(Task to complete) Copy the records starting with the line that contains "subject: dusk sky" and going on through the line that contains "0 146 L 540". Offset every coordinate in the answer outlines by adding 129, and leave all other lines as they are.

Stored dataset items
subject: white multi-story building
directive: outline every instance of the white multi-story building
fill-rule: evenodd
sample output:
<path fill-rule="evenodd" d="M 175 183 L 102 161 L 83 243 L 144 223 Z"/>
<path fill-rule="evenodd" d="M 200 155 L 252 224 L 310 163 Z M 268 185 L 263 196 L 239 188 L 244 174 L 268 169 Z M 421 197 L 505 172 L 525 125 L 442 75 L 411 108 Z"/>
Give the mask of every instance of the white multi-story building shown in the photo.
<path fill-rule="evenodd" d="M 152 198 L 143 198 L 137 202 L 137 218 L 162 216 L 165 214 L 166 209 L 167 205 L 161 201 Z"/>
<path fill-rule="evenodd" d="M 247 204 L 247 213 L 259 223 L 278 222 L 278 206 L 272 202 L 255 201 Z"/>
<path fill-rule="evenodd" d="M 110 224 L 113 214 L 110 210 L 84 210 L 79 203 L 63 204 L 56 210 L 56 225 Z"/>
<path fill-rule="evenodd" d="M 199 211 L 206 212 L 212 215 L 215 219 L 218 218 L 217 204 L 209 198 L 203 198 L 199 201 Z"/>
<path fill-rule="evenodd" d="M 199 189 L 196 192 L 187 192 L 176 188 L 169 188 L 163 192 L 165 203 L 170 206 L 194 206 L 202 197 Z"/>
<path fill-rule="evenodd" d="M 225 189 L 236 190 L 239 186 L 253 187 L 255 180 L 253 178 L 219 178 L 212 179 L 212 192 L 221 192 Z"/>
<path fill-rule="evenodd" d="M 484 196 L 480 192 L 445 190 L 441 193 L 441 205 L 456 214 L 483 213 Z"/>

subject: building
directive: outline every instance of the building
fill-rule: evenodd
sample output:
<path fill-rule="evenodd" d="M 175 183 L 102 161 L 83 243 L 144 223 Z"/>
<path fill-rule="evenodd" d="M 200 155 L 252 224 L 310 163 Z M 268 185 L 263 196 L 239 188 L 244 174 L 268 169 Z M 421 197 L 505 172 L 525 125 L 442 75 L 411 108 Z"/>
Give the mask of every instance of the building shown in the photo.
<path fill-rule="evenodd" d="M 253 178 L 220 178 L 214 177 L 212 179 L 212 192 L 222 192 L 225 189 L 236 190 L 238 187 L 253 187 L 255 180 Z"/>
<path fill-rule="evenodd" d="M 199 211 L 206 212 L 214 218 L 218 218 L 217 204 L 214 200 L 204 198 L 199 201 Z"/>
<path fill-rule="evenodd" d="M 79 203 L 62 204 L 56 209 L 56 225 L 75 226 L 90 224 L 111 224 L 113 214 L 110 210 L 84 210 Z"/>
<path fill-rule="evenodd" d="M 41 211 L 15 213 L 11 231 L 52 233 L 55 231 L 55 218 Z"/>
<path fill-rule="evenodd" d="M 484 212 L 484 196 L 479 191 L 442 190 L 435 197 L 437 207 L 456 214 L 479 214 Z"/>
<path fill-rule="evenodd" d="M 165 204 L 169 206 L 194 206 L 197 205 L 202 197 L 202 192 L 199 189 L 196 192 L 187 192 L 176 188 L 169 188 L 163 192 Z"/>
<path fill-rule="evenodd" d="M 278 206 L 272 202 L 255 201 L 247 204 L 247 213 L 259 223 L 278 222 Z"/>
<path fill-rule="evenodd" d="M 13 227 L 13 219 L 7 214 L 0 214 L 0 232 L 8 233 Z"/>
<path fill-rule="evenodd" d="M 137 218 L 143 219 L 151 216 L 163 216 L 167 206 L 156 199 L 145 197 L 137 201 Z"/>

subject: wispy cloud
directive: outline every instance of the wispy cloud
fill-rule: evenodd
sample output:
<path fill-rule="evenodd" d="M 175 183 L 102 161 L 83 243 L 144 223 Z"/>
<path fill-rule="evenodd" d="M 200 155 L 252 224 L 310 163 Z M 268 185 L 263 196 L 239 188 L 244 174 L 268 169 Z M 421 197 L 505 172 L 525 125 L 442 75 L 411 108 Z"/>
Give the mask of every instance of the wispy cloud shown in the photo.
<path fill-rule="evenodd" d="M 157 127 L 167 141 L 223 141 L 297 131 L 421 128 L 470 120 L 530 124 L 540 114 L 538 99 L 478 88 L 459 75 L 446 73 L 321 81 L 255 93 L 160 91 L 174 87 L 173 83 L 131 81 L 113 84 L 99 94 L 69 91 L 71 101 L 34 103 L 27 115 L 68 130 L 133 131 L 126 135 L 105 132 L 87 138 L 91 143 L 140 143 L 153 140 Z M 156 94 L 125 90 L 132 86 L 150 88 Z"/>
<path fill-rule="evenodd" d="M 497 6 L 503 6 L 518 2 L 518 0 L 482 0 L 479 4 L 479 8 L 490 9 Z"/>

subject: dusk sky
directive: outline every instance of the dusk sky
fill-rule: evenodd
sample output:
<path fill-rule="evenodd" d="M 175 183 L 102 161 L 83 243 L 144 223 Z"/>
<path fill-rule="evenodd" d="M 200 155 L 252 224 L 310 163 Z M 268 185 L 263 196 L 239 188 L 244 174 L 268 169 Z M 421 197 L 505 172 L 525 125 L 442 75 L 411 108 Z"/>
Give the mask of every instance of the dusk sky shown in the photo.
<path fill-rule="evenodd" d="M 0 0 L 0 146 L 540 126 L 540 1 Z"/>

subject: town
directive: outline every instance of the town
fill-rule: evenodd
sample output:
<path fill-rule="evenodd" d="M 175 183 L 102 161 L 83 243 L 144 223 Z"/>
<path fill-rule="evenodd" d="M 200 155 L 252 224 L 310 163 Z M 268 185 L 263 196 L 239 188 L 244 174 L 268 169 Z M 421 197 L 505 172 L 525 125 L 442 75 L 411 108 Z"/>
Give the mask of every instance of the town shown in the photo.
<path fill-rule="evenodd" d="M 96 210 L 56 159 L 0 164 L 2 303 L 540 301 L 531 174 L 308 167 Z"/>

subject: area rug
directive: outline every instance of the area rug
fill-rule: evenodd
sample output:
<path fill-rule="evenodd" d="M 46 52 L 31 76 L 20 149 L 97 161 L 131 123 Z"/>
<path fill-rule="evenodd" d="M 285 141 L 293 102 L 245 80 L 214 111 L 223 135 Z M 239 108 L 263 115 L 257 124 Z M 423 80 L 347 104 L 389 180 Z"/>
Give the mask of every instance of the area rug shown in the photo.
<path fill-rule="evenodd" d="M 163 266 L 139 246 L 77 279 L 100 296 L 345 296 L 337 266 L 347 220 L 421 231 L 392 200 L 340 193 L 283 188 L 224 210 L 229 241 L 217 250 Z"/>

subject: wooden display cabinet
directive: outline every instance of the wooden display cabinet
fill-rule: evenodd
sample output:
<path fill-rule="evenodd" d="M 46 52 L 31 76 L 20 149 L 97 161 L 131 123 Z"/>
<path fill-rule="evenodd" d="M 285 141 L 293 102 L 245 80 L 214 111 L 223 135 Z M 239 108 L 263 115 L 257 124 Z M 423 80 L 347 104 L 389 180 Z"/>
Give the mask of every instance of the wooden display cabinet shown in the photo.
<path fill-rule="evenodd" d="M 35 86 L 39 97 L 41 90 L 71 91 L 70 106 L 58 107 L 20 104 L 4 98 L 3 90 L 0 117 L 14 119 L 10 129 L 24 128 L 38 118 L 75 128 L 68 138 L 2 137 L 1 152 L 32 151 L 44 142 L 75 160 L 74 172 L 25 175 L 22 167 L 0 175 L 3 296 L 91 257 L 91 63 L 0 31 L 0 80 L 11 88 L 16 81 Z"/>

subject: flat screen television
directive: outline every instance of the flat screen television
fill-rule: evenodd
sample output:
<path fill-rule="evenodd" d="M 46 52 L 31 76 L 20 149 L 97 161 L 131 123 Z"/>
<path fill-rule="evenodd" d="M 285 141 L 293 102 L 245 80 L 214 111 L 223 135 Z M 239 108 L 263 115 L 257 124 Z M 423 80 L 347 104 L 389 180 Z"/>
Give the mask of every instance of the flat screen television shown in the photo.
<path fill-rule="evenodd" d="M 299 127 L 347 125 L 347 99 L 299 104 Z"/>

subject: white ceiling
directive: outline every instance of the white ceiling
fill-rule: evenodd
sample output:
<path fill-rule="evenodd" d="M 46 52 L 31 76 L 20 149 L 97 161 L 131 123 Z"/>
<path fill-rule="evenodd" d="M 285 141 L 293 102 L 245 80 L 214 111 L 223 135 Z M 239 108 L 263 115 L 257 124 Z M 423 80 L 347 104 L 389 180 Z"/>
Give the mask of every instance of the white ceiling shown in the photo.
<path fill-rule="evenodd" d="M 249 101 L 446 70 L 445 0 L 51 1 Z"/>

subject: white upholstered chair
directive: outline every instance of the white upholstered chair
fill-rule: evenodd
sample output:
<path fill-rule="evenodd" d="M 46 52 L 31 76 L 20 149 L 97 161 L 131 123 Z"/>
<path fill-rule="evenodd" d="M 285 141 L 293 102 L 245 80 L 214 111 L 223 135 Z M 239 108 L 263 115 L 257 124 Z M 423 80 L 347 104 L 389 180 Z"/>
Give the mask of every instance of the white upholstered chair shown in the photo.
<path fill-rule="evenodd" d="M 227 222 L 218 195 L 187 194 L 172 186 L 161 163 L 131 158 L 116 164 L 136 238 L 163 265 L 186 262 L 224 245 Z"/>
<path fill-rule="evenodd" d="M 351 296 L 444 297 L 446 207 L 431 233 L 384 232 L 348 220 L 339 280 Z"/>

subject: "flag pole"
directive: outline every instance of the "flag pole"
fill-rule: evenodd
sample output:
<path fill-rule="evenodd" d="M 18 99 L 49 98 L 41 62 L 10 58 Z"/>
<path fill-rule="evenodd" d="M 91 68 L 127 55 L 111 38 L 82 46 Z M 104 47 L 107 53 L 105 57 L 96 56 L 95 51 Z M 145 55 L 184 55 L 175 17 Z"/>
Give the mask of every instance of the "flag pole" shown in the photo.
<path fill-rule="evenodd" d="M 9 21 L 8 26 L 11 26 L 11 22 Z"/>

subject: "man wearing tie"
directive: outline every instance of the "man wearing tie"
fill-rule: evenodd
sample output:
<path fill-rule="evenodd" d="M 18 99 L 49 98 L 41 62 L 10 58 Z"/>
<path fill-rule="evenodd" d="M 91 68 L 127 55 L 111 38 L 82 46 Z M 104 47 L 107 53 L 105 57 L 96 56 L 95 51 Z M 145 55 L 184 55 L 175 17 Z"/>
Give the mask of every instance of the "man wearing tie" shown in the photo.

(Answer to this task)
subject: dusk sky
directive: outline every instance of the dusk sky
fill-rule: evenodd
sample output:
<path fill-rule="evenodd" d="M 175 183 L 102 161 L 83 243 L 144 223 Z"/>
<path fill-rule="evenodd" d="M 200 155 L 252 224 L 310 163 Z M 268 185 L 263 196 L 239 188 L 244 174 L 268 169 Z M 421 197 L 505 172 L 525 125 L 442 75 L 411 108 Z"/>
Give the mask of every instance of the dusk sky shown in the photo.
<path fill-rule="evenodd" d="M 129 129 L 129 275 L 669 255 L 669 130 Z"/>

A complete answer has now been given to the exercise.